***** Article *****

A good (learning) day

There have been some good posts about what a good learning day looks like on some of the blogs I read (and some I don’t read regularly). Karen has collected them here. I got there via Willa’s comment in Lissa’s entry, which I went to from one of Willa’s posts … Very convoluted but glad I made it. These posts are very interesting and there are lots of things to ponder in all of them.

However, as I read, I began to wonder if there wasn’t something underlying the initial question — “What do you consider a good day of learning?” — that we should question a bit more. Is there a sense in the question that every day should be a good learning day? Or even that it is only a good day if lots of learning happened?

While I recognize that learning is always happening in one way or another, I am also bothered by a sense that it is only the learning that is valued in our children’s lives. Or maybe that the learning is valued over other things. This has bothered me for a long time in respect of “educational toys”. Lots of them are fun, but shouldn’t kids get toys regardless of the educational value?

So this tendency to overvalue the learning aspects of children’s lives is in no way a criticism of homeschooling parents (much less these homeschoolingn parents) because it is pretty clear that this view is pervasive in our culture (both in North America and in Europe, and probably Australia and New Zealand but I couldn’t say for others). And it would be odd if we didn’t get caught up in it, but I think we need to question it, nevertheless, and consider whether we want to accept this view or whether we want to consciously try to subvert its dominance in our lives.

I also wonder whether as homeschoolers, we feel some pressure to identify all the learning that happens and claim it for part of the homeschooling process. I suspect those who follow a more structured curriculum don’t feel the pressure to do this but those of us who are more unstructured (including unschoolers but also those who feel uncomfortable with the unschool lable but are not very structured, as many of those linked in Karen’s collection seem to be) may feel that we need to identify the learning in an activity to demonstrate that the unstructured approach does lead to this culturally desirable outcome.

When Tigger was small (and even sometimes now), I would often claim that I was a “bad mother”. Sometimes people would (unnecessarily) reassure me that I wasn’t. My claim was not a sign of lack of confidence in my ability but, rather, a statement that my approach went against the cultural grain of “good mothering”.

I guess, for me, part of the reason I homeschool is that I don’t wholely accept the basic premises of school. I don’t accept that there is a certain body of knowledge that all children need to learn. I certainly don’t accept that parts of the knowledge must be aquired by certain ages or in a certain order. I don’t accept that reading, writing, and arithmetic are more important than history, music, art, physical activity, etc. I don’t accept that the knowledge and skills a child possesses can be solely attributed to the quality of the teaching (or parenting) nor that the faults a child possesses can be blamed on the quality of the teaching (or parenting). Life is just more complex than those views allow. And they do more harm than good in the school setting so I have no desire to import them into my home setting.

To return to the original topic, I do recognize good days. But not all of those days are good learning days. Some good days are good because Tigger learns a lot. Some good days are good for other reasons.

My response to the original question might challenge the terms of the question and address the “elephant in the room” which is a certain amount of understandable anxiety that homeschooling ignites. I might say, not every day will be a good learning day. But that’s okay. Observe your children. Approach the task of parenting, schooling, and just being in relationship with them in a thoughtful and loving way. Trust yourself to do the best you can. And forgive yourself when you make mistakes. And maybe that is what some of the other contributors to this discussion meant when they said that they know one when they see one.

***** Dataset *****

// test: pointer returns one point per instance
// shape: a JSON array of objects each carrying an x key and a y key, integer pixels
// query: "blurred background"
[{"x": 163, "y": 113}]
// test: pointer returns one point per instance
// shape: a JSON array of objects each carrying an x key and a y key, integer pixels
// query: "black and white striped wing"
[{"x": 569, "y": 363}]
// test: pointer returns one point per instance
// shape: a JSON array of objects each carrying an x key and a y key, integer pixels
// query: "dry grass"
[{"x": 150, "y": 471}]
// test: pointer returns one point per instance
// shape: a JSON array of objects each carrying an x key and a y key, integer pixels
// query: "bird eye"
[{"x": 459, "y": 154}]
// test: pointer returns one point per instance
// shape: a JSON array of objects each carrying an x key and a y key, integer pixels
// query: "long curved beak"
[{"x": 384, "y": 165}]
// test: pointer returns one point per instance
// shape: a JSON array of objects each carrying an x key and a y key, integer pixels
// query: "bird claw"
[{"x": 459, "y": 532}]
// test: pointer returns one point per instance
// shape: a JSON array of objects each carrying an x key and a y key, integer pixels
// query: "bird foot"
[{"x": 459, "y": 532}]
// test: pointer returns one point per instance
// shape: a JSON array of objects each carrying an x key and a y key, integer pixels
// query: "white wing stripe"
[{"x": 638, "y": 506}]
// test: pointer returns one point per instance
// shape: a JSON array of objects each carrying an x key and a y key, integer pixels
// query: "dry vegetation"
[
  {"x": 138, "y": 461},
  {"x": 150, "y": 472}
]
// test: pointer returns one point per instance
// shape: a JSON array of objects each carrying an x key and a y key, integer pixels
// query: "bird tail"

*****

■ To be done ■
1. Update the blog post on good learning days, starting with "To return to" and going on through "they see one.", so that "Watch" takes the place of "Observe".
2. Write what comes next in the blog post on good learning days, picking up after its final sentence.

■ Results for the exercise ■
1.
To return to the original topic, I do recognize good days. But not all of those days are good learning days. Some good days are good because Tigger learns a lot. Some good days are good for other reasons.

My response to the original question might challenge the terms of the question and address the “elephant in the room” which is a certain amount of understandable anxiety that homeschooling ignites. I might say, not every day will be a good learning day. But that’s okay. Watch your children. Approach the task of parenting, schooling, and just being in relationship with them in a thoughtful and loving way. Trust yourself to do the best you can. And forgive yourself when you make mistakes. And maybe that is what some of the other contributors to this discussion meant when they said that they know one when they see one.

2.
Things to do today

1. Go wish Doc a happy birthday if you haven’t done it yet.

2. Go read this great piece on body image. Not only some great points but very well written. HT Andrea

That’s all I can think of for now. I’ve been busy but will post soon. BTW my birthday is on Sunday. I’m older than  Ron but only just.

Teaching History

One of the reasons for our trip out west was that my partner was the Cecil and Ida Green Visiting Scholar at Green College, University of British Columbia. This means that the last 10 days of our trip were spent on a university campus. And UBC is a big university that covers the full range of disciplines. We were in the bookstore one day (looking for a notebook because Tigger had an idea for a different set of stories and didn’t want them in the same notebook as the ones about the dolls) and I browsed the education shelves. UBC has an education department. I even know people who teach there (though their research is on higher education). So I was unsurprised to find a good selection of books about education and how to teach things. I was also unsurprised that many of these books were wholly unsuitable to homeschooling (in general, much less to my tending-towards-unschooling approach). But I did find one gem and I would like to share it with you.

Myra Zarnowski (2006) Making Sense of History New York: Scholastic. (Yes, I’m an academic. How could you tell? Also, I’ve linked to the publisher’s information but this is available on amazon and elsewhere.)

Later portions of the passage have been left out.